From the line with "point(165, 191)" to the line with "point(294, 44)", retype every line exactly, including those two, and leave out the rest of the data below.
==== Data extract ====
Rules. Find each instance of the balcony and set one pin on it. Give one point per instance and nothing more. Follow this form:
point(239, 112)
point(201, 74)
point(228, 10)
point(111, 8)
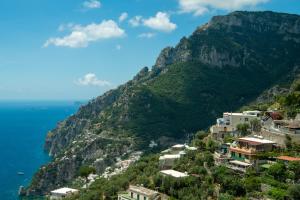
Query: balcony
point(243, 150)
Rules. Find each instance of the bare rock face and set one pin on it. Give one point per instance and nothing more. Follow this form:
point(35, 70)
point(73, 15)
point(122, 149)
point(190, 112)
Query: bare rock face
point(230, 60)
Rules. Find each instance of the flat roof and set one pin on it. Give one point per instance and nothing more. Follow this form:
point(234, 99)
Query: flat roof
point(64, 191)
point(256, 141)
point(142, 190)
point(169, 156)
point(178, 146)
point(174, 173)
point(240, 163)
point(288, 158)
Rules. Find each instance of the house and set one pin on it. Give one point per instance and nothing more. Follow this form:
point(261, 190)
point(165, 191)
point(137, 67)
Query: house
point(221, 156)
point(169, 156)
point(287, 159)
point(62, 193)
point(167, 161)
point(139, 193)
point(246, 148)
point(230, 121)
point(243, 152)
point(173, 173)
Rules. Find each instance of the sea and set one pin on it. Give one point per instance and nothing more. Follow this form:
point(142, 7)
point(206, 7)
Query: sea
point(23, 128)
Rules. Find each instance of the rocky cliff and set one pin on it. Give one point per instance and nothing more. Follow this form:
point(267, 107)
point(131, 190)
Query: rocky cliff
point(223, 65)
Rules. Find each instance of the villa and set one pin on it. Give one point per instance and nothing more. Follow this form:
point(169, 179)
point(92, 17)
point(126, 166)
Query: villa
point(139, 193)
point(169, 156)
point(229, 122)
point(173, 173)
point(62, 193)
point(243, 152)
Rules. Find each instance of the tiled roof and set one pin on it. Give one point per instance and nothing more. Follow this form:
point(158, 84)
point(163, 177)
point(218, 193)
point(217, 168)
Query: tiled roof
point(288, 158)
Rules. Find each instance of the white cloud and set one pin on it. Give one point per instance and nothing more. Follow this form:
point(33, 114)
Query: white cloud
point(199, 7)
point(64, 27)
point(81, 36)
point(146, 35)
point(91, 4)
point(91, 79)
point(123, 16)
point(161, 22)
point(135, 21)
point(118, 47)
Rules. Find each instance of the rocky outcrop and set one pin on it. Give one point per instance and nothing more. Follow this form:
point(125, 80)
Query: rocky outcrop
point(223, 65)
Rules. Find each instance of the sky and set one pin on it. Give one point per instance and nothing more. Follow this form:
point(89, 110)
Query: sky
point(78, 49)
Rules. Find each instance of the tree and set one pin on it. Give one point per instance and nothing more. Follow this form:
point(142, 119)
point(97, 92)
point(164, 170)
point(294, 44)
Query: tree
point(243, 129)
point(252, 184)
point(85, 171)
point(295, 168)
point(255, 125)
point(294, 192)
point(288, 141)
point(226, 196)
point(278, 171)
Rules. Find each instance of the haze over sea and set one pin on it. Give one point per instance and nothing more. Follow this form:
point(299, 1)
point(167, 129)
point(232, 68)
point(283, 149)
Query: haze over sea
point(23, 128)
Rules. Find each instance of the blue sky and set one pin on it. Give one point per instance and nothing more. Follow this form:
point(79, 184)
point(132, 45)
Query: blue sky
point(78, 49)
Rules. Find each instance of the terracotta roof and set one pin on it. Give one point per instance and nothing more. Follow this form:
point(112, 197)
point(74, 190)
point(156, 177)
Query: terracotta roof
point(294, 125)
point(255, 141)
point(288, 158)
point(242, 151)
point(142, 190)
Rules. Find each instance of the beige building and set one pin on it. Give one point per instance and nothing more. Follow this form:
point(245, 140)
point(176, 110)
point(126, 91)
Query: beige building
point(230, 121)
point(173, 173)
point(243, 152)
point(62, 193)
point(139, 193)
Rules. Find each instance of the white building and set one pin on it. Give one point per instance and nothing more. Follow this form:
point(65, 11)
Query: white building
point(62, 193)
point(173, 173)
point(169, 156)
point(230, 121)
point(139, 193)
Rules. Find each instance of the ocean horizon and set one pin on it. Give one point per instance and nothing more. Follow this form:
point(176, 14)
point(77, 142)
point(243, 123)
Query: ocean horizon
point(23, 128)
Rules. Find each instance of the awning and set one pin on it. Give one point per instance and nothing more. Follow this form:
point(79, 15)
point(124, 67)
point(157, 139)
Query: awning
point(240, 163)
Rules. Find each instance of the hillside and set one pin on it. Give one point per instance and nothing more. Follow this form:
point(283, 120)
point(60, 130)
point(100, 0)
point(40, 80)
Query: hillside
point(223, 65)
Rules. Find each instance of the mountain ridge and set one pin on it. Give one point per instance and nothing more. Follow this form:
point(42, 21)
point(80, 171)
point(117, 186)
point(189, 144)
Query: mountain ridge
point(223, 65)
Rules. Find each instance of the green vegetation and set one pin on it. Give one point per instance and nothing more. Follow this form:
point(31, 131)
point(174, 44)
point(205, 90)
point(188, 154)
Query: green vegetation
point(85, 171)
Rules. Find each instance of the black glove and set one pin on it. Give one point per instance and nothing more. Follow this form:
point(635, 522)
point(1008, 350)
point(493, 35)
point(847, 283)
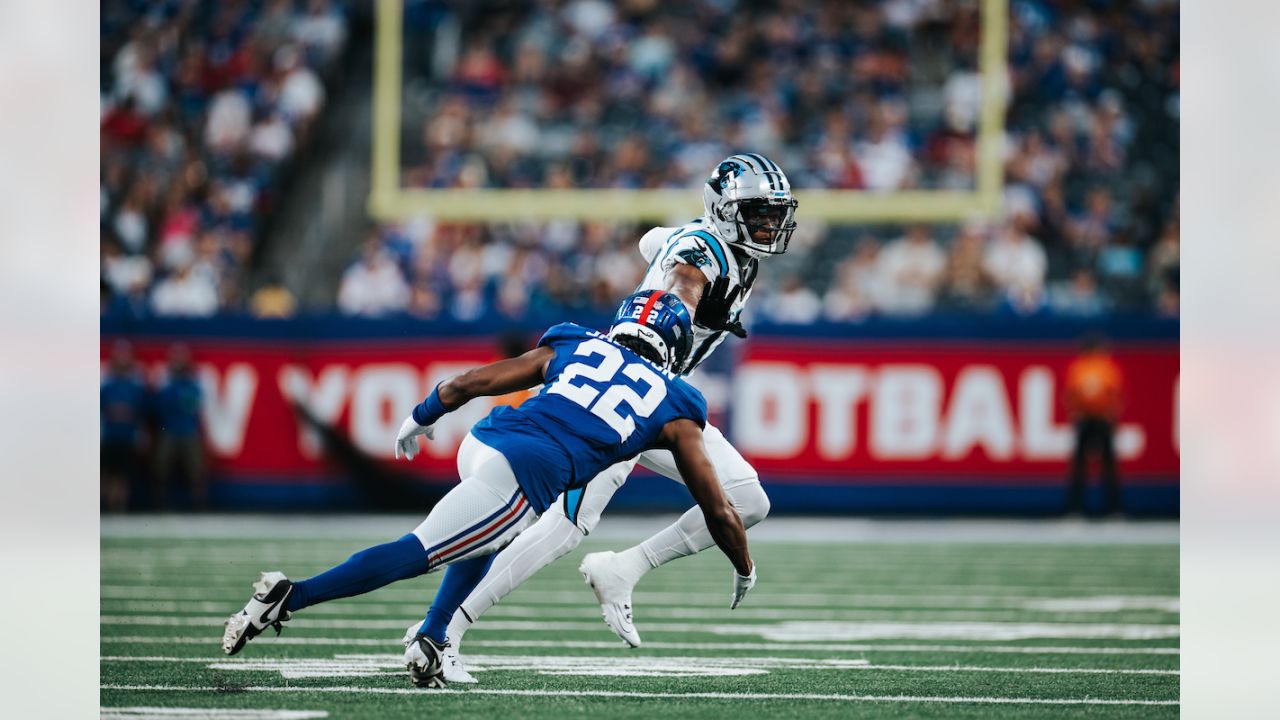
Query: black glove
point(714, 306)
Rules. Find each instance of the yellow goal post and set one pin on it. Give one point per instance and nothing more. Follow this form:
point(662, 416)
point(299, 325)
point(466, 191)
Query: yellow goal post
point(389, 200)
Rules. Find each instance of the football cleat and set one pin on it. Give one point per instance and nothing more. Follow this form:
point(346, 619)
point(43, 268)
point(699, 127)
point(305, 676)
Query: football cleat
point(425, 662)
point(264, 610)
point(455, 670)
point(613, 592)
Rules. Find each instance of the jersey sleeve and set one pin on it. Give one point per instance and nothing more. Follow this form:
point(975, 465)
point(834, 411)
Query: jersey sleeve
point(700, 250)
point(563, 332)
====
▸ **Solution**:
point(165, 191)
point(137, 67)
Query: house
point(221, 156)
point(169, 156)
point(287, 159)
point(62, 193)
point(167, 161)
point(139, 193)
point(246, 148)
point(230, 121)
point(243, 152)
point(173, 173)
Rules. Find each instance of the sea and set one pin on it. Give one point per instance and nothing more. Follow this form:
point(142, 7)
point(206, 7)
Query: sea
point(23, 128)
Rules. Find each instance of the rocky cliff and set one pin on it. Give one point per instance and nothing more. Follow this form:
point(267, 107)
point(131, 190)
Query: rocky cliff
point(223, 65)
Rules. Find each instance of the villa and set one pin on it. Give one point per instance and nothing more. Follow this form:
point(169, 179)
point(92, 17)
point(126, 166)
Query: villa
point(139, 193)
point(169, 156)
point(229, 122)
point(173, 173)
point(62, 193)
point(243, 152)
Rules. Find each instance of the tiled roof and set one pin on it. Give one point per instance and nothing more. Follow this form:
point(158, 84)
point(163, 177)
point(218, 193)
point(217, 168)
Query: tiled roof
point(288, 158)
Rules. Find each instance of the white cloud and set one pin on it. Give one point per instance and nothing more. Follow this form:
point(33, 114)
Query: white cloud
point(199, 7)
point(64, 27)
point(81, 36)
point(146, 35)
point(91, 4)
point(91, 79)
point(123, 16)
point(161, 22)
point(135, 21)
point(118, 47)
Rules. Find each instance of the rocky outcrop and set one pin on it. Give one point per instance and nothing more. Follow this form:
point(125, 80)
Query: rocky outcrop
point(223, 65)
Rules. Find each instance of the sky and set one pin on it. Give one point per instance and nothing more. Follow this form:
point(89, 110)
Query: sky
point(78, 49)
Rules. Find each instance of the tree and set one pin on it. Give one point per instance and nothing more. Follow this form:
point(142, 119)
point(97, 92)
point(164, 170)
point(294, 44)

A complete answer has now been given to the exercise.